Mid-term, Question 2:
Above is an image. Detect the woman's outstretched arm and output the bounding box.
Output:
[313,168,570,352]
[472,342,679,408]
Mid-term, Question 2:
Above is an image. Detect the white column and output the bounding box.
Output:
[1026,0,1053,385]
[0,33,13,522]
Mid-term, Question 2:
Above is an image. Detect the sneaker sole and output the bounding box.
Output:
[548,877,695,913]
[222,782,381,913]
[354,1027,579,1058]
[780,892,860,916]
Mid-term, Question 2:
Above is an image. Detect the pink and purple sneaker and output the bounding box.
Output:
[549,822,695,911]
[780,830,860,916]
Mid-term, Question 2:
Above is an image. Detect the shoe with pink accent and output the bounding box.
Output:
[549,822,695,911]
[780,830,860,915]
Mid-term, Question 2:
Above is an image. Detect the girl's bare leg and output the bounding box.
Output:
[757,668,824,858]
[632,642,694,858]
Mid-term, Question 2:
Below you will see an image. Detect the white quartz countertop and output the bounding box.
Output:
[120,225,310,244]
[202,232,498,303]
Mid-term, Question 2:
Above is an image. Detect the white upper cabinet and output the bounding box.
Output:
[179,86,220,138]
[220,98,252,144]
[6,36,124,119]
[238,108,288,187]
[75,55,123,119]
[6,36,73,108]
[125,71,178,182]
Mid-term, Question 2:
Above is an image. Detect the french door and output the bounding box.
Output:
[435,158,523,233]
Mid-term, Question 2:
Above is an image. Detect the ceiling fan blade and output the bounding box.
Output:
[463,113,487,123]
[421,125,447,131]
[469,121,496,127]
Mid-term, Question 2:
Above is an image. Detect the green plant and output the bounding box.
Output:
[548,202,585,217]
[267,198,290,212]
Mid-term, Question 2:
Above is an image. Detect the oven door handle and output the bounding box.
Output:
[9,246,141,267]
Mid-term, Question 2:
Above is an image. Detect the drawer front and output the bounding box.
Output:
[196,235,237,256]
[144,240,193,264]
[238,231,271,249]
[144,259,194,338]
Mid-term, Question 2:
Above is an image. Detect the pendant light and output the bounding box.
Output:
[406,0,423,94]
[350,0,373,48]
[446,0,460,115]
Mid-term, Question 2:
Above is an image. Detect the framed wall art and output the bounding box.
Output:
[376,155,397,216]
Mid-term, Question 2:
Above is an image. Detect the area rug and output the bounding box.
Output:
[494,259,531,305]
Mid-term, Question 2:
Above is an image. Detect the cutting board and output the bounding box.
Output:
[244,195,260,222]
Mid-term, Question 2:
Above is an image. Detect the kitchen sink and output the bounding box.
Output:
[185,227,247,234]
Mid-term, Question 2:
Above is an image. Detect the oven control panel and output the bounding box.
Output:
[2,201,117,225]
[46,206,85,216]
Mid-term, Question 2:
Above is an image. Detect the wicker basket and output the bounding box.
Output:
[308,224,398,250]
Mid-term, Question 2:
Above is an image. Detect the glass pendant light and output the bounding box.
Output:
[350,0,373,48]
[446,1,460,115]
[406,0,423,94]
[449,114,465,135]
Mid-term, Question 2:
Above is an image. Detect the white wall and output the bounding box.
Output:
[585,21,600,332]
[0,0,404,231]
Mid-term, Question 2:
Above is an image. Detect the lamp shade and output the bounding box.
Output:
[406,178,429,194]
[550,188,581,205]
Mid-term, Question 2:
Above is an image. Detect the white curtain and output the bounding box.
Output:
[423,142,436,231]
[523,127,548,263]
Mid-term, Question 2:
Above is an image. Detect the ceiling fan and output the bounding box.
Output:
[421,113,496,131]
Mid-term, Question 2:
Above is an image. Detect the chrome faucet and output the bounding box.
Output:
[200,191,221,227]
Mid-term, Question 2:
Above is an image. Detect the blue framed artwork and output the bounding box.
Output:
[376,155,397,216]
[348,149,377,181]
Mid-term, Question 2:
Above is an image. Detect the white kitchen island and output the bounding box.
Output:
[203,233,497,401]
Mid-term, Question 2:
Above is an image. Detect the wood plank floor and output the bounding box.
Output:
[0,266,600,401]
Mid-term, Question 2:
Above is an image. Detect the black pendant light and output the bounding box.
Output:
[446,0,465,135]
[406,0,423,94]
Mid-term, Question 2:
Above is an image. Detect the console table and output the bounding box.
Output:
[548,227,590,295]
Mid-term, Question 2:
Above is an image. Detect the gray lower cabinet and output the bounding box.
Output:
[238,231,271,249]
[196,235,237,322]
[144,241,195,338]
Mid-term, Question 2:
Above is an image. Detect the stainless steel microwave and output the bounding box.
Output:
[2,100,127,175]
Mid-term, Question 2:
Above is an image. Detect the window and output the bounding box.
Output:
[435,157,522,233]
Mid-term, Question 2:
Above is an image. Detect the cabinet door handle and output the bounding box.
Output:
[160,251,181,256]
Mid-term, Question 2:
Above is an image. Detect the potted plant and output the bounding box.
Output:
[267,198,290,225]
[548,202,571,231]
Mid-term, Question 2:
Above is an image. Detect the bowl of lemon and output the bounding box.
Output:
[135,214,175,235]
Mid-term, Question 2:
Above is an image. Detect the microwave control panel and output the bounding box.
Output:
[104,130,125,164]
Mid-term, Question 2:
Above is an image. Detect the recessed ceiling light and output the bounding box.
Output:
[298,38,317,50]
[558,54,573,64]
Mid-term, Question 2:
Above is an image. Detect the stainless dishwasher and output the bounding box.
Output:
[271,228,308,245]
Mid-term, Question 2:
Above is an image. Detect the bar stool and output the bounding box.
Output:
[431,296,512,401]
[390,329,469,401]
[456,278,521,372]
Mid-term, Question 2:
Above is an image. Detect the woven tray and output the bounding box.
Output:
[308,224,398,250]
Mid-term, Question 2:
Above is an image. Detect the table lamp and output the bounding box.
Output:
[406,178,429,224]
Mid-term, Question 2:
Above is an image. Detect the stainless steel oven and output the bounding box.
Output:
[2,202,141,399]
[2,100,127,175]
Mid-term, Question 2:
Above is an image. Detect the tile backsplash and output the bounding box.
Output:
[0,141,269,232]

================================

§ **The request**: Identify each line in the entries above that contains the word "wall", and copy every such line in full.

§ **Response**:
Above is an image. Detect the framed wall art and output the bounding box.
Above is an image. Detect the white wall and output the bounding box.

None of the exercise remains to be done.